_Try it_. Reproduce the passage on horseradish peroxidase production word for word, in full.

_Source document_.
It is one of the most important enzymes in medical diagnostics: horseradish peroxidase is used for many medical products and it is often used when a colour change of a test strip is needed to detect the presence of antibodies or other proteins.
Recently, however, there has been a shortage of horseradish peroxidase, because it is obtained from horseradish roots, and this has major disadvantages. The agricultural yield is not always the same, and the roots produce not just one version of the enzyme, but a whole family of similar enzymes, in varying amounts.
For this reason, scientists at TU Wien decided to develop a reliable, precise synthesis method in the laboratory. After years of research, they have now succeeded - the production of horseradish peroxidase is now possible with the help of E. coli bacteria.
Only one specific enzyme is produced in a precisely reproducible manner, and the process can be scaled up to large-scale industrial production. Two patents have already been applied for, and TU Wien is now looking for industrial partners.

_Provided information_.
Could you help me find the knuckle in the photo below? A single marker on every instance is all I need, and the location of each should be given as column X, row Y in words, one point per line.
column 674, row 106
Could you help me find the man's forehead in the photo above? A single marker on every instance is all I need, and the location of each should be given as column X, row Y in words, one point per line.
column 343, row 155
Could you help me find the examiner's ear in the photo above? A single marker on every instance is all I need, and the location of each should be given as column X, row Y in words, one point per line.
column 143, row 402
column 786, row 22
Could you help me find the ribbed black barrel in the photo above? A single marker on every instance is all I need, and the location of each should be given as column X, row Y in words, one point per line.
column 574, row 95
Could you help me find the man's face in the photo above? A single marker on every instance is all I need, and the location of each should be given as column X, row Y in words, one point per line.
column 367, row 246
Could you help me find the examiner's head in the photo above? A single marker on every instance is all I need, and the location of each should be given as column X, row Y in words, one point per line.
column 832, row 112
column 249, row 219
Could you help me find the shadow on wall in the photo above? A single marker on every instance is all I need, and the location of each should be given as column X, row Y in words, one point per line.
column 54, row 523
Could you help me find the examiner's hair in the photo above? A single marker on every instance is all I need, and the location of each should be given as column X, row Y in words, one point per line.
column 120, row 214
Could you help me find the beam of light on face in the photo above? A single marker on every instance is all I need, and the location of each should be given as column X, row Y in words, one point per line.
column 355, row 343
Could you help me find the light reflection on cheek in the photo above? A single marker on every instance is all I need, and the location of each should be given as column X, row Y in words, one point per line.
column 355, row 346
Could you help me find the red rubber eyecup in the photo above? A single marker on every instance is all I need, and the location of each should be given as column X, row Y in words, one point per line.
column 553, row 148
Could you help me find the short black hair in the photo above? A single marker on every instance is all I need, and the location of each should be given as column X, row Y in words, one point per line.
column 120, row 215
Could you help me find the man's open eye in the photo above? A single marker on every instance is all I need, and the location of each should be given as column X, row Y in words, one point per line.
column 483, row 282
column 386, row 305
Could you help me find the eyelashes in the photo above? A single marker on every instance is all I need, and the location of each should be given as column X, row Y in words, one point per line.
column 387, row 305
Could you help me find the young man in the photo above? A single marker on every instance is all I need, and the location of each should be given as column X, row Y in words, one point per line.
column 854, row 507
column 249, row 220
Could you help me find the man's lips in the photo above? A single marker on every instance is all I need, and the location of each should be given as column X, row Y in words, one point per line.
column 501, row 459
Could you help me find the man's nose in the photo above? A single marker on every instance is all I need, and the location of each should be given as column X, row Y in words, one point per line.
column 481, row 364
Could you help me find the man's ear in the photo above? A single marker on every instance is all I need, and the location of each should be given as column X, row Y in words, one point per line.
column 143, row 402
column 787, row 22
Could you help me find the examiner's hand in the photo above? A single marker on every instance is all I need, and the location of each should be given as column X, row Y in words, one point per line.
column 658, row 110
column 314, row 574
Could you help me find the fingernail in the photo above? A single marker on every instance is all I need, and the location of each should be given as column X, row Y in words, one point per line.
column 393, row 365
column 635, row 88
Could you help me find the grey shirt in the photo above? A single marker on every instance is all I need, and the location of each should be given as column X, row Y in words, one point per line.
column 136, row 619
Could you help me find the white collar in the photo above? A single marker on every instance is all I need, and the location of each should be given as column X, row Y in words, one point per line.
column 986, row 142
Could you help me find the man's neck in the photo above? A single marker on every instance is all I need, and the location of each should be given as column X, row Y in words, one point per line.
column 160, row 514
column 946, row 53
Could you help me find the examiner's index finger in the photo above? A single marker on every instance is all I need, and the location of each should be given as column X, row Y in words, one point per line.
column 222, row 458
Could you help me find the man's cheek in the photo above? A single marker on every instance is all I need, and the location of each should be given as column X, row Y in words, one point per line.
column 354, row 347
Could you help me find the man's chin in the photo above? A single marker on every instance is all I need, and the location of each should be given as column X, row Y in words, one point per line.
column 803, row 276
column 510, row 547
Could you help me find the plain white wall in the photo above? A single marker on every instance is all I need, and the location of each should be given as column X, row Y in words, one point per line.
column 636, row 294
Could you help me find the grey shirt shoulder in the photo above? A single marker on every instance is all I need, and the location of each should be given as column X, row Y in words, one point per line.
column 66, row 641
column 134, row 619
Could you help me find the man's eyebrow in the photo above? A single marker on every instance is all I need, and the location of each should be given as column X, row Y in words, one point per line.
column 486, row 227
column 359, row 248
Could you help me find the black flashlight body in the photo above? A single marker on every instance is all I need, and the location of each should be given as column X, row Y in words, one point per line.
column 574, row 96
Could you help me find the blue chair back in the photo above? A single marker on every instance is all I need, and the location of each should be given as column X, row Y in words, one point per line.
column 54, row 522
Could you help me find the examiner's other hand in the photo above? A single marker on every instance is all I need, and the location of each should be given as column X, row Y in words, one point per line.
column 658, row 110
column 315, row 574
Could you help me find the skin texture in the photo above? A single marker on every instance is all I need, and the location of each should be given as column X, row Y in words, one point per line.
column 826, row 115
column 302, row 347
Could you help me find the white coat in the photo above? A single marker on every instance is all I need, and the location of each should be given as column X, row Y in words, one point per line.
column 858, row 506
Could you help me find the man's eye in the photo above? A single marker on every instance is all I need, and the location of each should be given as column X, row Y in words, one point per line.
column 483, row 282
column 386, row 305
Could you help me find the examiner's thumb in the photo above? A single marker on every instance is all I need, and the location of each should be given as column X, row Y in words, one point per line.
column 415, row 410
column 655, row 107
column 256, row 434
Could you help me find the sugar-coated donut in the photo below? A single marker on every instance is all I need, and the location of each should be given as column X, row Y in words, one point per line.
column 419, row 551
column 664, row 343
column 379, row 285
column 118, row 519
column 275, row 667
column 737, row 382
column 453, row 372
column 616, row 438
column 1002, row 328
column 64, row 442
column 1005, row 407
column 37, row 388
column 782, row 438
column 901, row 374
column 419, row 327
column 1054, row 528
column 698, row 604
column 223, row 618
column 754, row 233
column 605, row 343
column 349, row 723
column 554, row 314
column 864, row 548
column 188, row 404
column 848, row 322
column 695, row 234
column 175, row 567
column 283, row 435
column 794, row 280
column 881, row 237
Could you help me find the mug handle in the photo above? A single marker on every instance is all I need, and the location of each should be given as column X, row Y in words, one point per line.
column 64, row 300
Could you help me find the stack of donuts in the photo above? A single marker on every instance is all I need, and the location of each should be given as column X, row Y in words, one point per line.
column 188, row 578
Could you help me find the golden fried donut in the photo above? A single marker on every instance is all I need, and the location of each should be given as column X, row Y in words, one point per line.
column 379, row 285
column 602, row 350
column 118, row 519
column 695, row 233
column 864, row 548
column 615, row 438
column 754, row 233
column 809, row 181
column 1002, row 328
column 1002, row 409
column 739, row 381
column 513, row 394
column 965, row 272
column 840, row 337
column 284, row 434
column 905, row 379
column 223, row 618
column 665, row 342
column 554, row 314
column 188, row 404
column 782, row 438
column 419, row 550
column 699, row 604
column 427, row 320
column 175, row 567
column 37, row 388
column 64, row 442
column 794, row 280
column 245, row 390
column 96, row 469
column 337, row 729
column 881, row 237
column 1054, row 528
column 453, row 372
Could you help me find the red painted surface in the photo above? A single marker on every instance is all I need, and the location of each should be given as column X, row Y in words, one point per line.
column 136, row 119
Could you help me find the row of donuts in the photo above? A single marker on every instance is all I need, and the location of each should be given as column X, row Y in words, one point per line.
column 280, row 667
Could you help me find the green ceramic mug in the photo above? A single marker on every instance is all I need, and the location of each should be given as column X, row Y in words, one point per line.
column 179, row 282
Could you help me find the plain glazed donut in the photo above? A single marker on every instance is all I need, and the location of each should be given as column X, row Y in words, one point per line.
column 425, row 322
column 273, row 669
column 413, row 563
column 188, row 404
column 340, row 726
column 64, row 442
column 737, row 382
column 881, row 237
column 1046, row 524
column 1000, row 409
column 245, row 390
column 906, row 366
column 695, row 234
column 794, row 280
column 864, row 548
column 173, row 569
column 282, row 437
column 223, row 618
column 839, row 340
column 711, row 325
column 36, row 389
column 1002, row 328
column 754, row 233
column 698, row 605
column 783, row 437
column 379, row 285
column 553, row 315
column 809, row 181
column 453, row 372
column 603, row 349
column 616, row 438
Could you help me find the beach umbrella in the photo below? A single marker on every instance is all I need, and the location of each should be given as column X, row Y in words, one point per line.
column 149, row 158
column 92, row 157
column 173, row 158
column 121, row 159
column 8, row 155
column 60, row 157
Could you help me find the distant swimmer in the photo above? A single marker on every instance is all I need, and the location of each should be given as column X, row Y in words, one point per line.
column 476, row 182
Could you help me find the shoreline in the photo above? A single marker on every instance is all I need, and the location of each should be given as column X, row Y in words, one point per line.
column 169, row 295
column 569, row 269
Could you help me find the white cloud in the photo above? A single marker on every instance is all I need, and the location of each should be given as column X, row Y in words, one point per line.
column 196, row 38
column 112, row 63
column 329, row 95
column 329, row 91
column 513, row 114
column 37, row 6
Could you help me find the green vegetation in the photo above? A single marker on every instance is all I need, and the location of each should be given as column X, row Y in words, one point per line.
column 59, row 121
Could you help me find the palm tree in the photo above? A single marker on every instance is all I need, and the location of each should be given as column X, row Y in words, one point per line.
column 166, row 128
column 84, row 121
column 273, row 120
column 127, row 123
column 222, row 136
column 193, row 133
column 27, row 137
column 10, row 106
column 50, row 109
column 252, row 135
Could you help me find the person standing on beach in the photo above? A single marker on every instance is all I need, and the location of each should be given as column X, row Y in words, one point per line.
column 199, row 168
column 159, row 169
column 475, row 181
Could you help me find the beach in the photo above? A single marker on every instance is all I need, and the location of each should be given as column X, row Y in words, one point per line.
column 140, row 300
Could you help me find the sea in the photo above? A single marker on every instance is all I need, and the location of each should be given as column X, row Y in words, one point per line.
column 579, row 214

_Solution to this task_.
It is one of the most important enzymes in medical diagnostics: horseradish peroxidase is used for many medical products and it is often used when a colour change of a test strip is needed to detect the presence of antibodies or other proteins.
Recently, however, there has been a shortage of horseradish peroxidase, because it is obtained from horseradish roots, and this has major disadvantages. The agricultural yield is not always the same, and the roots produce not just one version of the enzyme, but a whole family of similar enzymes, in varying amounts.
For this reason, scientists at TU Wien decided to develop a reliable, precise synthesis method in the laboratory. After years of research, they have now succeeded - the production of horseradish peroxidase is now possible with the help of E. coli bacteria.
Only one specific enzyme is produced in a precisely reproducible manner, and the process can be scaled up to large-scale industrial production. Two patents have already been applied for, and TU Wien is now looking for industrial partners.